Aufgabenübersicht:
a - Beantworte anhand des Auszugs über die AfD und die deutsche Geschichte die folgenden Fragen:
(i) Wer wurde laut dem Text in Nürnberg gehenkt?
(ii) Unter wessen Aufsicht wurden die BRD-Deutschen nach 1945 zu Demokraten?
(iii) Welche ritualisierte Formel aus den Sonntagsreden wird genannt?
b - Führe den Auszug über die AfD und die deutsche Geschichte ab seinem letzten Satz weiter.

Zitierter Auszug:
========================
Die AfD kann dabei an Verdrängtes und an eingehegte Selbstentschuldigung von der deutschen Geschichte anknüpfen. Abgesehen von den in Nürnberg gehenkten Hauptverbrechern ist die überwiegende Mehrheit der Deutschen in Ost und West niemals ernsthaft zur Verantwortung gezogen worden für die Verbrechen, die sie in der Naziherrschaft mitbegangen und mitgetragen haben. Die BRD-Deutschen sind nach 1945 gezwungenermaßen und unter westlicher Aufsicht zu Demokraten mutiert. Immerhin. Aber mit dem ritualisierten „Nie wieder“ in ihren Sonntagsreden und dem Beschweigen ihrer Schuld glaubten sie sich schon bald aus dem Schlamassel raus und von aller Verantwortung befreit.
========================
Bereitgestellte Auflistung:
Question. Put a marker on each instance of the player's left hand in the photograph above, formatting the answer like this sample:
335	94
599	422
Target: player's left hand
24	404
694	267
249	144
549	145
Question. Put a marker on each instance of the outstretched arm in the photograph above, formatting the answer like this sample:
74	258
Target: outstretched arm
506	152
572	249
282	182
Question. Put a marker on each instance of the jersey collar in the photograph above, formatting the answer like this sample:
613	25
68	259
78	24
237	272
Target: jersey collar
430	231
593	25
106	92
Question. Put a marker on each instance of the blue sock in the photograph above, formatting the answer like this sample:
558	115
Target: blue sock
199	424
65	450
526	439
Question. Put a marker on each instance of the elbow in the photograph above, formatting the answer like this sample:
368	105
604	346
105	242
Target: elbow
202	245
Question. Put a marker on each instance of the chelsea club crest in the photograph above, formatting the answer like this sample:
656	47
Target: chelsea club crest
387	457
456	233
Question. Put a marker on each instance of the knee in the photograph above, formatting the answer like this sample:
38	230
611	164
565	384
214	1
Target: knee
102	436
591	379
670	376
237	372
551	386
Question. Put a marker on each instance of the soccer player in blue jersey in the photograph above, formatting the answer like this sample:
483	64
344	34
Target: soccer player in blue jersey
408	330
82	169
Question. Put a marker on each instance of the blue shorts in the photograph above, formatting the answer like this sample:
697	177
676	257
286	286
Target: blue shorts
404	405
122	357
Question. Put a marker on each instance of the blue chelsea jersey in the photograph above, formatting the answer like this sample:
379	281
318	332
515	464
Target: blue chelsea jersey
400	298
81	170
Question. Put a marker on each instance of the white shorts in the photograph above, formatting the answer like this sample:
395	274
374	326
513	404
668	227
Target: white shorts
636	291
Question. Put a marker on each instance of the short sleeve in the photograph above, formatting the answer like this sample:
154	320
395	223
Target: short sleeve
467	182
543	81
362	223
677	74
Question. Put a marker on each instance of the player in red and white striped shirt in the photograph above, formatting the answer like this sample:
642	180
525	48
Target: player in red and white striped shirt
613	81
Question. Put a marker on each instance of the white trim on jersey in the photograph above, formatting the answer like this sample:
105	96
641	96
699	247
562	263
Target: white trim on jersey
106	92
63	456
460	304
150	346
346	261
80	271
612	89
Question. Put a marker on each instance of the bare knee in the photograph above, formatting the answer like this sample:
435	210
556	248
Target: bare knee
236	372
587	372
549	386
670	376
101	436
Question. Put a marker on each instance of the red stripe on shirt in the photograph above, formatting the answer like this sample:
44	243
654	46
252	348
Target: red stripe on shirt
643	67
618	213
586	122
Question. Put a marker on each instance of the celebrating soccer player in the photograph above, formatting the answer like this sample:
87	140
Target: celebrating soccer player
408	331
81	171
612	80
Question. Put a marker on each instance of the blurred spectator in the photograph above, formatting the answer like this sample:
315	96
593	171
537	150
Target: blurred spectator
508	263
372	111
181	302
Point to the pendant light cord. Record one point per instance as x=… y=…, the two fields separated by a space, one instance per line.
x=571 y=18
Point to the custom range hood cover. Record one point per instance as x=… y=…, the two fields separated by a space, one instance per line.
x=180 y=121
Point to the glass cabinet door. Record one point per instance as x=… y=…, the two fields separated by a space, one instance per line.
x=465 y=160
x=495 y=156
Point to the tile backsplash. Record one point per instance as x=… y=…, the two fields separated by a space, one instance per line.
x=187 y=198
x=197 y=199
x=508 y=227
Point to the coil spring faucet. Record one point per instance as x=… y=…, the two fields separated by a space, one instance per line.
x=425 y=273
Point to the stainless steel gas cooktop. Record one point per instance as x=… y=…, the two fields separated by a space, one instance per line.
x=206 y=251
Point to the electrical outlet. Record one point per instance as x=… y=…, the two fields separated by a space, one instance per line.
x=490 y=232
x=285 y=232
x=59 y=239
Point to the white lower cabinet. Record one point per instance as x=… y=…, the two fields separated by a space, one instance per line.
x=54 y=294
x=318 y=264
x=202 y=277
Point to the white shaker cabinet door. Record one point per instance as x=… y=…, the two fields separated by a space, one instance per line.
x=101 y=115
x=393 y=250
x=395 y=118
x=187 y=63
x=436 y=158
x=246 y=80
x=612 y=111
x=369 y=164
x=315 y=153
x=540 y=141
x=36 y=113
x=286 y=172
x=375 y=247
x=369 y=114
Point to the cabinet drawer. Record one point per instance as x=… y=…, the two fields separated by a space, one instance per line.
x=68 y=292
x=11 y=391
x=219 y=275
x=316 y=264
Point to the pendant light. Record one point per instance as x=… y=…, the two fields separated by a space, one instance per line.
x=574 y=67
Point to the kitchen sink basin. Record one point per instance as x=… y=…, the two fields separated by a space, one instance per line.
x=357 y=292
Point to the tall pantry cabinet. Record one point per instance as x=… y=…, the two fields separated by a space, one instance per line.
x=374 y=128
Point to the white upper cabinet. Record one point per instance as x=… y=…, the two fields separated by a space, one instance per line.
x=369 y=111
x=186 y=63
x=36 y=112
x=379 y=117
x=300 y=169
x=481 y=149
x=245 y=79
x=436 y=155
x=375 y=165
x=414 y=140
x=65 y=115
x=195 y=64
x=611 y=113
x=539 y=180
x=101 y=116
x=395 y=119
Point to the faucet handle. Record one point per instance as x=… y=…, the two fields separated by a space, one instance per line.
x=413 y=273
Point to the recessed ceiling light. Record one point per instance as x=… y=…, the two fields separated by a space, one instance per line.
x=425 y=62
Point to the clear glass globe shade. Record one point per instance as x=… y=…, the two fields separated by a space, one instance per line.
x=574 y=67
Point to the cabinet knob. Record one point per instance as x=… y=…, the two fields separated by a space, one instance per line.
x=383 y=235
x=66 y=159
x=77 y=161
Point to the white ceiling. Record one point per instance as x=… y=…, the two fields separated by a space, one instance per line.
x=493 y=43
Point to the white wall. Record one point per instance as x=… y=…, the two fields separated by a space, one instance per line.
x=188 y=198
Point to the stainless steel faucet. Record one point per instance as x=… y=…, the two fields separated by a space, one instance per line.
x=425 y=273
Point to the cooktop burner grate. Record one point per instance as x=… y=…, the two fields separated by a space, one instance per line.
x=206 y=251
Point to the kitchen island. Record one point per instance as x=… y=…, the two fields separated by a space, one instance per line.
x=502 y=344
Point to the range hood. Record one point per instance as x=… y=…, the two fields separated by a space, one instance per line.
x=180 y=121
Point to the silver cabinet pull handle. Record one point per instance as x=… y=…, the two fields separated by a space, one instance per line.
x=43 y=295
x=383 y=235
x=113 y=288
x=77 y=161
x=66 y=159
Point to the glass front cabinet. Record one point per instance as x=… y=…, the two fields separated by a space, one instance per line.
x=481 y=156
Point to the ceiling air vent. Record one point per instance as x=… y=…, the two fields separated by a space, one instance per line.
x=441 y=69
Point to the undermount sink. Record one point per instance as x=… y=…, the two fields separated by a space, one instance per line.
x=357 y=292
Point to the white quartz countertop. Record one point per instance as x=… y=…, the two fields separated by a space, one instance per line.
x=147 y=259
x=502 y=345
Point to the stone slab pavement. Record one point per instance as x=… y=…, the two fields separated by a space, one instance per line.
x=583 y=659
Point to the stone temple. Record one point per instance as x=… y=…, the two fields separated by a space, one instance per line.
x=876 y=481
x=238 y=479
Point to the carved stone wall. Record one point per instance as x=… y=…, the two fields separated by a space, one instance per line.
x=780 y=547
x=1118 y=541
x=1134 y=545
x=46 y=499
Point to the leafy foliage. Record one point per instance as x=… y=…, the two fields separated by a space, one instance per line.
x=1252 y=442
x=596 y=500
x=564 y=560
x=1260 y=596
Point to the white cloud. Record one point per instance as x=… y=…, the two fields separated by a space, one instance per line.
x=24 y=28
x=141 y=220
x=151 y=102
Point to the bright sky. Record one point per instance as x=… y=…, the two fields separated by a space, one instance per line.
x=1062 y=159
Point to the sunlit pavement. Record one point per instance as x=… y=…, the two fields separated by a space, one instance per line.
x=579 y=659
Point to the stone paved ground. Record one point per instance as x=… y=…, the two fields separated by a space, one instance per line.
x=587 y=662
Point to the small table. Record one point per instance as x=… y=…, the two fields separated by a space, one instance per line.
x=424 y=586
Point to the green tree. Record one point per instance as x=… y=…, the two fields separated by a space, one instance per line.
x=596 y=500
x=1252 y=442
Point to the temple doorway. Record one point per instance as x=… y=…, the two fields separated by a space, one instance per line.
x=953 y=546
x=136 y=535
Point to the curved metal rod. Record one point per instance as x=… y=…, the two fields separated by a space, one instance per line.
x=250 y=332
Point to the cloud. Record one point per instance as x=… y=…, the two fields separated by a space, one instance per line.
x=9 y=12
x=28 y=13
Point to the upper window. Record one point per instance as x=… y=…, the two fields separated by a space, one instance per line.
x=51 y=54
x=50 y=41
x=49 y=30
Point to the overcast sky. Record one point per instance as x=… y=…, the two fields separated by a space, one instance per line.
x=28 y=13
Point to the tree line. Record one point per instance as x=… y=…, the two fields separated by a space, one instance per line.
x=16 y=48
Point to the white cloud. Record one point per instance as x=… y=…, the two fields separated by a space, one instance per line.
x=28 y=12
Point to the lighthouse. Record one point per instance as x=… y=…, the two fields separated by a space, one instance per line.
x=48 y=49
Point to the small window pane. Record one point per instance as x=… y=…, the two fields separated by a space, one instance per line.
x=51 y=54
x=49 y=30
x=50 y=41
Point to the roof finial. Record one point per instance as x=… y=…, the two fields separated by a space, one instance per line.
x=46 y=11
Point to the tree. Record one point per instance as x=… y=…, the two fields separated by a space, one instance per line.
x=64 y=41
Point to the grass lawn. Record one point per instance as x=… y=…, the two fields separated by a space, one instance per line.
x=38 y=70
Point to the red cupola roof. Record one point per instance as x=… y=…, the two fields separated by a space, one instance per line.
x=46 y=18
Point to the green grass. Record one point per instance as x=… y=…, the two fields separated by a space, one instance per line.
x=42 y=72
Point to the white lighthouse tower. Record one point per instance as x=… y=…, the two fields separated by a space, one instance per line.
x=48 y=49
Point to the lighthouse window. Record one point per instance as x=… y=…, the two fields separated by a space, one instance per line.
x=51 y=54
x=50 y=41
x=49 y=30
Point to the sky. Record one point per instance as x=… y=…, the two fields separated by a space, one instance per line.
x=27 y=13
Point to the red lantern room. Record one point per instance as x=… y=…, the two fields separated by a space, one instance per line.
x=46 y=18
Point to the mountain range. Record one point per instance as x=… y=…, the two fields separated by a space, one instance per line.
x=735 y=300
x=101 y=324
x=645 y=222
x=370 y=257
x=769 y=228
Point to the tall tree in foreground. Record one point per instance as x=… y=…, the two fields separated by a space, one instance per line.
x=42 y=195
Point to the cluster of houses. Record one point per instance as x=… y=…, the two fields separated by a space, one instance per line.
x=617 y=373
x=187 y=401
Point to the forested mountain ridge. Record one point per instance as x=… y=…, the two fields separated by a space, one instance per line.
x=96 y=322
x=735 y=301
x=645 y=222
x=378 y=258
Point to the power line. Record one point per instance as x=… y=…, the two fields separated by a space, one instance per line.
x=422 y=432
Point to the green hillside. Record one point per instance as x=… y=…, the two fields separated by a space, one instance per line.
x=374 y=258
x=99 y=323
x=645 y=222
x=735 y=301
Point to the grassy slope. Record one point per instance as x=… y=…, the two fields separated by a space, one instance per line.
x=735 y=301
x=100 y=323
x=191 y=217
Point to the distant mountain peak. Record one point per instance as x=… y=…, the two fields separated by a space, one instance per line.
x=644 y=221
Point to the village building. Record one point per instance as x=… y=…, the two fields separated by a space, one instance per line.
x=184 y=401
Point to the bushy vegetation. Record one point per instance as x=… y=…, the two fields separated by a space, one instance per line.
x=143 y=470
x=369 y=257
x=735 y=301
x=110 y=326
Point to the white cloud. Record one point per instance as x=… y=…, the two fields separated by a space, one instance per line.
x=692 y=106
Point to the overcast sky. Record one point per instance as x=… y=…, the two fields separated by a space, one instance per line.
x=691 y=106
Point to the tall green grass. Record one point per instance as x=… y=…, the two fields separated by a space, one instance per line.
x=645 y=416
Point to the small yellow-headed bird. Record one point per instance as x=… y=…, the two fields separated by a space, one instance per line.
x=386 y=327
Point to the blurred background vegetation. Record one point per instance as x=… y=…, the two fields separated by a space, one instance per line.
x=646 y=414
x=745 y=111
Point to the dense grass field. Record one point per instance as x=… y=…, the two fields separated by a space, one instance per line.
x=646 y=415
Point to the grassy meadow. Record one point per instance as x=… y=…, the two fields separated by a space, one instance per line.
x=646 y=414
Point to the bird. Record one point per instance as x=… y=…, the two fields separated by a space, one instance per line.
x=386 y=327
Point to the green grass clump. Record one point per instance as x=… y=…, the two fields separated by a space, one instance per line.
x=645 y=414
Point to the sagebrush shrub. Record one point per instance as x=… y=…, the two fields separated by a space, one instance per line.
========================
Lösungen:
a -
(i) Die Hauptverbrecher.
(ii) Unter westlicher Aufsicht.
(iii) „Nie wieder“.

b -
Die DDR-Deutschen waren in der Diktatur der SED bis 1990 eingemauert. Aber große Mehrheiten der Älteren stilisieren heute ihr Leben dort als erträglich, glücklich und beschaulich. Tenor: Hier wussten sie wenigstens immer, was erlaubt war und was nicht. Vor allem waren sie von jeder Selbstverantwortung für die ganze Gesellschaft befreit. Für die Zukunft war allein die Partei zuständig. Durch die ihnen geschenkte Wiedervereinigung brauchten sie sich bis heute nicht aus der mentalen Verpuppung in ihrer untergegangenen Welt zu lösen.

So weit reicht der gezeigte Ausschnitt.